この日はなかなか逃げが決まらなかったが、49km地点で最初のアタックが決まり、さらに選手が合流して13人の逃げグループが形成された。ここにマスナーダとコンティも加わっていた。13人はゴールまで残り100kmで6分22秒差を付けて逃げ続けた。13人の中で総合成績が最も上位だったのはコンティで、第5ステージ終了時点でログリッチェとのタイム差は1分59秒だった。
ゴールまで残り32.4kmから、カテゴリー2のコッパ・カザリネッレ峠の上り坂がスタート。残り28.7kmで逃げからマスナーダがアタックし、コンティだけが付いていった。この時点で集団は5分以上後方にいた。
後続グループからはルベン・プラサ(イスラエルサイクリングアカデミー)、ホセホアキン・ロハス(モビスターチーム)、ジョヴァンニ・カルボーニ(バルディアーニ・CSF)がアタックし、先頭の2人を追走したが、峠で追いつくことはできなかった。
|---|
→ **実施する作業**
A – レースの本文をもとに、次の問いに答えなさい。
(i) 49km地点の最初のアタックをきっかけに形成された逃げグループは何人だったか。
(ii) 「コッパ・カザリネッレ峠」は何カテゴリーの上りか。
(iii) 後続グループからアタックした選手のうち、モビスターチームの選手は誰か。
B – レースの本文の最後の文に続けて、この先の展開を書き進めなさい。
データはこの作業とは関係がない。

→ **データ抜粋**
|---|
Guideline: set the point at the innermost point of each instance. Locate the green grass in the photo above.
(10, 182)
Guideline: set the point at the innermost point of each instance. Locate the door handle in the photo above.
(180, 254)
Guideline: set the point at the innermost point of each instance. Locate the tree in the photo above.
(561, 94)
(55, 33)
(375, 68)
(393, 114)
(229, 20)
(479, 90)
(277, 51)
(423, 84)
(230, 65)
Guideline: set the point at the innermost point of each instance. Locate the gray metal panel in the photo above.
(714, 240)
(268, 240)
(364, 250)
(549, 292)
|---|
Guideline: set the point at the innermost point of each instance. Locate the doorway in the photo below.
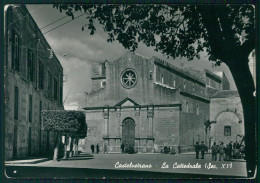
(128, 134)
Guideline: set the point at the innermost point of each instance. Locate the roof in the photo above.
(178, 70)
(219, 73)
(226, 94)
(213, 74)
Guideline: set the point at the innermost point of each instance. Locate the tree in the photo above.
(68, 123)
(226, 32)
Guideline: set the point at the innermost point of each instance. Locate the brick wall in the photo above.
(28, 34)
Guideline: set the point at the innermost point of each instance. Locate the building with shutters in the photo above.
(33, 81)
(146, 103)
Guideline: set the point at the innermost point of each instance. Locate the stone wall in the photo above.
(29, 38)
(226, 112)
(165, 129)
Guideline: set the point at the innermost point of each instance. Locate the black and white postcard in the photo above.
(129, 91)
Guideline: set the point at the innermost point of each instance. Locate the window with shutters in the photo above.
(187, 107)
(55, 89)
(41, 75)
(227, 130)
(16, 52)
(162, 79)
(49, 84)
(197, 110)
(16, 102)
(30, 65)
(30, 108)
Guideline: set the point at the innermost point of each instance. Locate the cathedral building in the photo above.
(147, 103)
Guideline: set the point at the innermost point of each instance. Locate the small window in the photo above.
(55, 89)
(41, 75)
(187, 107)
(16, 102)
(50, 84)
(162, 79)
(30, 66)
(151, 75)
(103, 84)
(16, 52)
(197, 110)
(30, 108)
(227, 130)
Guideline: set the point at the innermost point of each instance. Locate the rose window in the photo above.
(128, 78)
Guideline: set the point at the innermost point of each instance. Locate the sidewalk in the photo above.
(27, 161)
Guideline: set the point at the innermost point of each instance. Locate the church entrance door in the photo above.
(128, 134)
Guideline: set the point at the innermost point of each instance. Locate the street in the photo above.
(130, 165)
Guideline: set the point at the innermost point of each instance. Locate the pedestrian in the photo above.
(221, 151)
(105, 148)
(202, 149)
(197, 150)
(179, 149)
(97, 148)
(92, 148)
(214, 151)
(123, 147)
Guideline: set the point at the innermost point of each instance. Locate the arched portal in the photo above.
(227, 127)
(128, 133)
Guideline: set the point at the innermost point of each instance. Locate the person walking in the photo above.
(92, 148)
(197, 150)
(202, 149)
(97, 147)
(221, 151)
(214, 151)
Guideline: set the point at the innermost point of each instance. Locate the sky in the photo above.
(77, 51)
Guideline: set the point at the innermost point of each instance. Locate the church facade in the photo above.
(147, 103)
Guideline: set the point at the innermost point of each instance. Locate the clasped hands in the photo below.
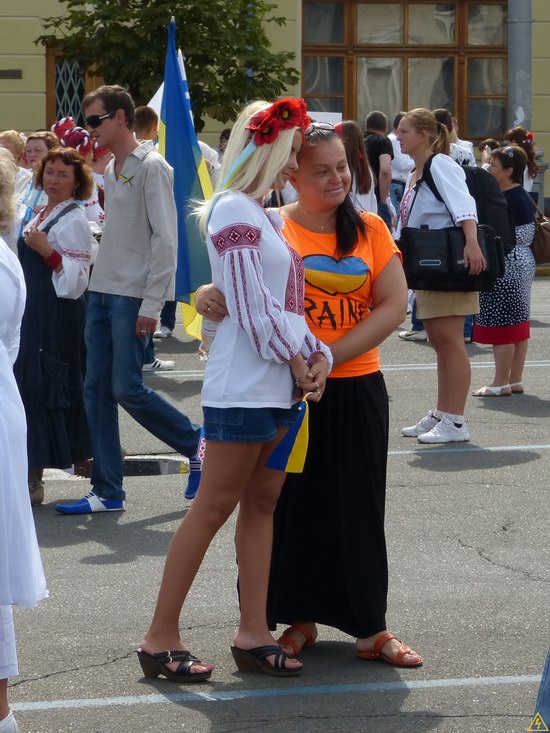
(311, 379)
|---|
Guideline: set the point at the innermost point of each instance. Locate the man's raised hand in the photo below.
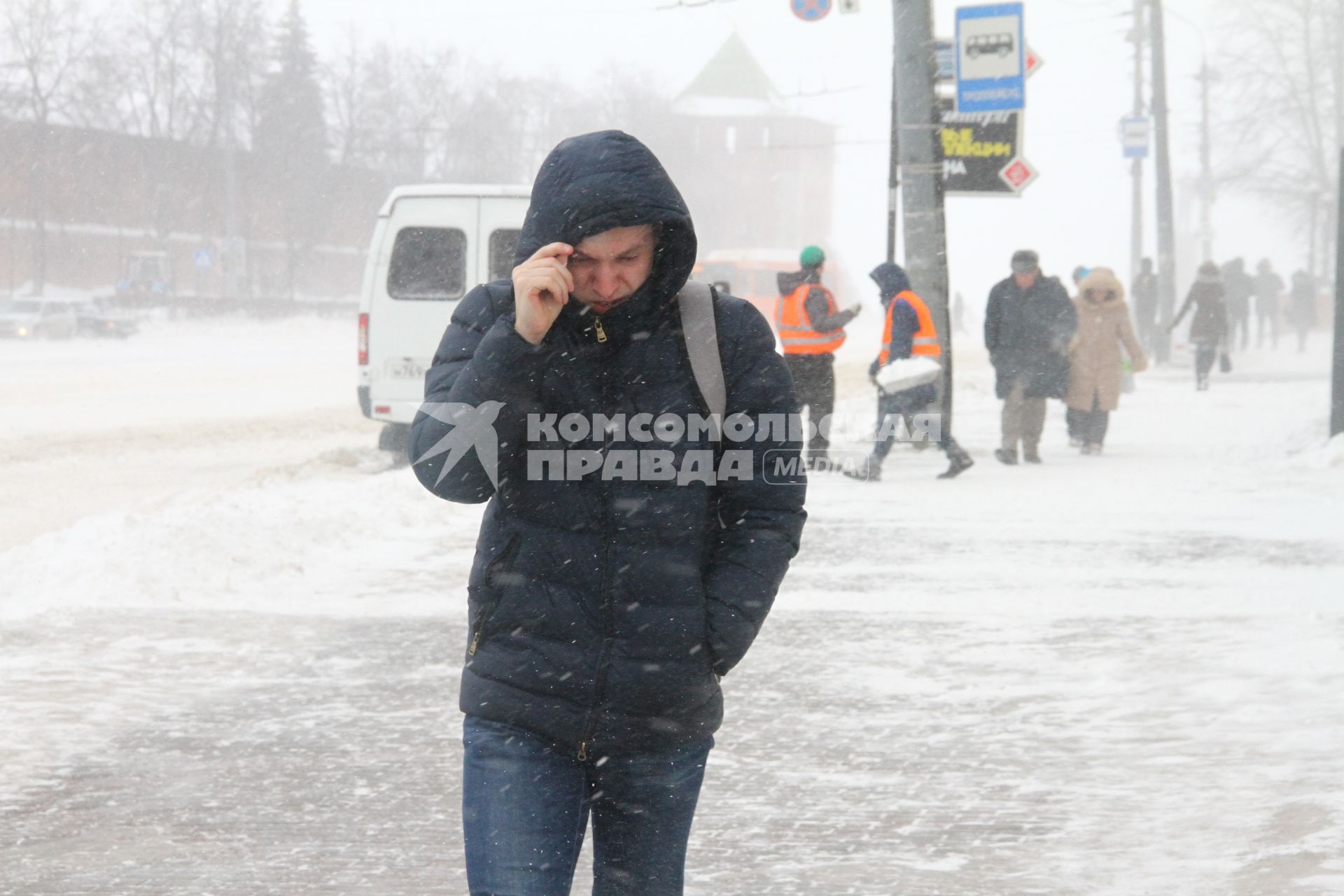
|---|
→ **解答**
A –
(i) 13人
(ii) カテゴリー2
(iii) ホセホアキン・ロハス

B –
先頭の2人はコッパ・カザリネッレ峠の山頂を通過した後も互いに協力し合って逃げ続け、追走グループに40秒近い差を付けたままゴール。最後はマスナーダが天を指差し、ジロ開幕直前に他界した叔父さんに勝利を捧げてフィニッシュラインを通過した。
UCIプロコンチネンタルチームのアンドローニジョカットリ・シデルメクがジロで区間優勝したのは、2012年のロベルト・フェラーリ以来、7年ぶりだった。
集団は7分19秒遅れてゴール。マリア・ローザは区間2位のコンティが獲得した。総合の上位は第6ステージで逃げた選手たちが占め、43秒遅れの区間5位になった23歳のカルボーニが総合2位になり、新人賞のマリア・ビアンカを獲得した。
■区間初優勝したマスナーダのコメント
「逃げ出すのに1時間半かかった。リズムはクレイジーだったよ。幸運にも、ボクは正しい動きをした。ボクたちはよく協力し合った。逃げのグループには何人か強いルーラーが居たから、上りで差を付けなければならないのはわかっていた。ボクはスプリントが強みではないからね。
コンティはそれが正しいことだと理解していて、ボクたちはゴールまで一緒に走った。今日、ボクは期待していなかったことを得た。それはボクを熱狂させ、幸せにしてくれる」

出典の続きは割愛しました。